» Challenge: Could you write out every entry exactly as it stands?

» Raw records:
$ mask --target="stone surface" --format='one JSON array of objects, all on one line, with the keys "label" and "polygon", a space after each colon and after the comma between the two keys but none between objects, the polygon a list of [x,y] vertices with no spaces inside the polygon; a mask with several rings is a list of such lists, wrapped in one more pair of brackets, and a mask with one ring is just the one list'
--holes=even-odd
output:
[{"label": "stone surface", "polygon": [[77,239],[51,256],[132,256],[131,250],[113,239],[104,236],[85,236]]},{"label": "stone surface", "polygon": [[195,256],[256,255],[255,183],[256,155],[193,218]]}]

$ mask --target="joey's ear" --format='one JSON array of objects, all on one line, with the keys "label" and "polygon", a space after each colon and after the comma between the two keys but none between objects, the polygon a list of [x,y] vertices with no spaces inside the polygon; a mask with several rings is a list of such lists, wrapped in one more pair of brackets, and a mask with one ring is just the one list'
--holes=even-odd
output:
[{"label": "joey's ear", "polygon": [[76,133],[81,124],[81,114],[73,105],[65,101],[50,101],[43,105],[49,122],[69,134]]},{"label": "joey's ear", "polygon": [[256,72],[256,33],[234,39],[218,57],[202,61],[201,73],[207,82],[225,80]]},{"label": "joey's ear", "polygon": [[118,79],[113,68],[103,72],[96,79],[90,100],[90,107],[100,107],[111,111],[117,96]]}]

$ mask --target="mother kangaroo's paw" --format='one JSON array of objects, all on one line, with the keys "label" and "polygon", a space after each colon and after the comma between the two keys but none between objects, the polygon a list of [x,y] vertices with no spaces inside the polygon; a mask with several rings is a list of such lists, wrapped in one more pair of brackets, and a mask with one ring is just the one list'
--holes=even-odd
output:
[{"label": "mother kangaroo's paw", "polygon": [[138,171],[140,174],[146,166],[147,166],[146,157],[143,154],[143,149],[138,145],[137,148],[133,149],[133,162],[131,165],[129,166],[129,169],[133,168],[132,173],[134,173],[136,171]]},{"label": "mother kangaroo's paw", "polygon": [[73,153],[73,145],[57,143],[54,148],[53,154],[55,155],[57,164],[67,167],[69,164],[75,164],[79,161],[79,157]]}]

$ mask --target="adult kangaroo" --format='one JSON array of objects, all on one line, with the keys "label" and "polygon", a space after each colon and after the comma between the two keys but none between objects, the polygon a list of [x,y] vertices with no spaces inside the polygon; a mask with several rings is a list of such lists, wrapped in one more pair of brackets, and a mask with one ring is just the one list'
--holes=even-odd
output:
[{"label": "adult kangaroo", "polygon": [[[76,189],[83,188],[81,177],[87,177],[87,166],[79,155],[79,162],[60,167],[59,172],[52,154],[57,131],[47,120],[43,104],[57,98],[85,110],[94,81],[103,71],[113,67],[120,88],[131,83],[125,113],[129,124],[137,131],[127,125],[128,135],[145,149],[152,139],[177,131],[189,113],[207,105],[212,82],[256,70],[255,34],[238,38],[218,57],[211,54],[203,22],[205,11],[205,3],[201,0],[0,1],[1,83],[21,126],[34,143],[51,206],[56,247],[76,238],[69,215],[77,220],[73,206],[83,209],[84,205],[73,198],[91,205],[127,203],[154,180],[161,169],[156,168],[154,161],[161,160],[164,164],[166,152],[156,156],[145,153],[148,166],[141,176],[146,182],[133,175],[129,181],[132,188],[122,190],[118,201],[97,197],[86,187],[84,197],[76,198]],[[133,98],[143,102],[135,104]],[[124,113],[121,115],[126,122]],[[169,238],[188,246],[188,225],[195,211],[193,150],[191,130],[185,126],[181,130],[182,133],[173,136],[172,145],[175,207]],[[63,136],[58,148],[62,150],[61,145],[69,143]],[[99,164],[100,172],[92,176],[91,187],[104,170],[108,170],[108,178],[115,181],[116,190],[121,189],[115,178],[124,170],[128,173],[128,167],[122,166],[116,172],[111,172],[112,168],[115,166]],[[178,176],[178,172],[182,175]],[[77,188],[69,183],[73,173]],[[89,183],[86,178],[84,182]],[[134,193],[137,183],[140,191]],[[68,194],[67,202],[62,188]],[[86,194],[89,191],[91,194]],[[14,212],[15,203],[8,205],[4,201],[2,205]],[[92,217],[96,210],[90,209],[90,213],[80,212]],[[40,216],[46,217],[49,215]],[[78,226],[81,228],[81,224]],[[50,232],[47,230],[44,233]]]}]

» Exercise answer:
$ mask --target="stone surface" --format='one JSON array of objects, all on one line, with the keys "label" and "polygon", a space after each colon and after the comma between the two keys but none between objects, the polygon a list of [x,y] vertices with no spaces inside the polygon; a mask with several rings is a list of such lists, wrapped in one more pair of brackets, and a mask with one ring is just the one list'
--holes=even-odd
output:
[{"label": "stone surface", "polygon": [[77,239],[51,256],[132,256],[131,250],[113,239],[104,236],[85,236]]},{"label": "stone surface", "polygon": [[195,256],[256,255],[255,183],[256,155],[193,218]]}]

$ mask --target="joey's ear" --format='one JSON array of objects, all on one line, with the keys "label" and "polygon", a space after each colon and after the comma between the two keys but none between objects, the polygon a list of [x,y] vertices with no spaces inside the polygon; a mask with several rings is a list of such lists, wrapped in one more pair of brackets, and a mask with one ring is just the one list'
--holes=even-odd
output:
[{"label": "joey's ear", "polygon": [[76,133],[81,124],[81,114],[73,105],[65,101],[50,101],[43,105],[49,122],[69,134]]},{"label": "joey's ear", "polygon": [[256,72],[256,33],[234,39],[218,57],[202,61],[201,73],[207,82],[225,80]]},{"label": "joey's ear", "polygon": [[118,79],[113,68],[103,72],[96,79],[90,100],[90,107],[100,107],[111,111],[117,96]]}]

$ mask --target="mother kangaroo's paw" --format='one JSON array of objects, all on one line, with the keys "label" and "polygon", a space after each colon and after the comma between the two keys but none between objects, the polygon a list of [x,y] vertices with no spaces inside the polygon; a mask with several rings is a list of such lists, wrapped in one more pair of brackets, and a mask with one ring is just the one list'
--holes=even-odd
output:
[{"label": "mother kangaroo's paw", "polygon": [[138,171],[140,174],[146,166],[147,166],[146,157],[143,154],[143,149],[138,145],[137,148],[133,149],[133,162],[131,165],[129,166],[129,169],[133,168],[132,173],[134,173],[136,171]]},{"label": "mother kangaroo's paw", "polygon": [[73,153],[73,145],[57,143],[54,148],[53,154],[55,155],[57,164],[67,167],[69,164],[75,164],[79,161],[79,157]]}]

$ mask --target="adult kangaroo" --format='one JSON array of objects, all on one line, with the keys "label" and "polygon", a space after each colon and after the comma between the two keys but none between objects, the polygon a list of [x,y] vertices with no spaces inside the polygon; a mask with several rings is a list of such lists, wrapped in one more pair of brackets, and a mask with one ring is just the one list'
--holes=even-odd
output:
[{"label": "adult kangaroo", "polygon": [[[76,189],[83,188],[81,177],[87,177],[87,166],[79,155],[79,162],[60,167],[59,172],[52,154],[57,131],[47,120],[43,104],[57,98],[85,110],[94,81],[103,71],[113,67],[120,88],[131,83],[125,113],[129,124],[137,131],[127,125],[128,135],[145,149],[152,139],[177,131],[189,113],[207,105],[212,82],[256,70],[255,34],[238,38],[218,57],[211,54],[203,22],[205,11],[205,3],[201,0],[0,1],[1,83],[21,126],[34,143],[51,206],[56,247],[76,238],[69,215],[77,220],[73,206],[83,209],[84,205],[73,198],[91,205],[127,203],[154,180],[161,169],[156,168],[154,161],[161,160],[164,164],[166,152],[156,156],[145,153],[148,166],[141,176],[146,182],[133,175],[129,181],[132,188],[122,190],[118,201],[97,197],[86,187],[84,197],[76,198]],[[133,98],[143,102],[135,104]],[[124,113],[121,115],[126,122]],[[169,238],[188,246],[188,225],[195,211],[193,150],[191,130],[185,126],[181,130],[182,133],[173,136],[172,145],[175,207]],[[63,136],[58,148],[62,150],[61,145],[69,143]],[[99,164],[100,172],[92,176],[91,187],[104,170],[108,170],[108,178],[115,181],[116,190],[121,189],[115,178],[124,170],[128,173],[128,167],[122,166],[116,172],[111,172],[112,168],[115,166]],[[178,176],[178,172],[182,175]],[[77,188],[69,183],[73,173]],[[89,183],[86,178],[84,182]],[[134,193],[137,183],[140,191]],[[68,194],[67,202],[62,188]],[[86,194],[89,191],[91,194]],[[14,212],[15,203],[8,205],[4,201],[2,205]],[[92,217],[96,210],[90,209],[90,213],[80,212]],[[40,216],[46,217],[49,215]],[[78,226],[81,228],[81,224]],[[50,232],[47,230],[44,233]]]}]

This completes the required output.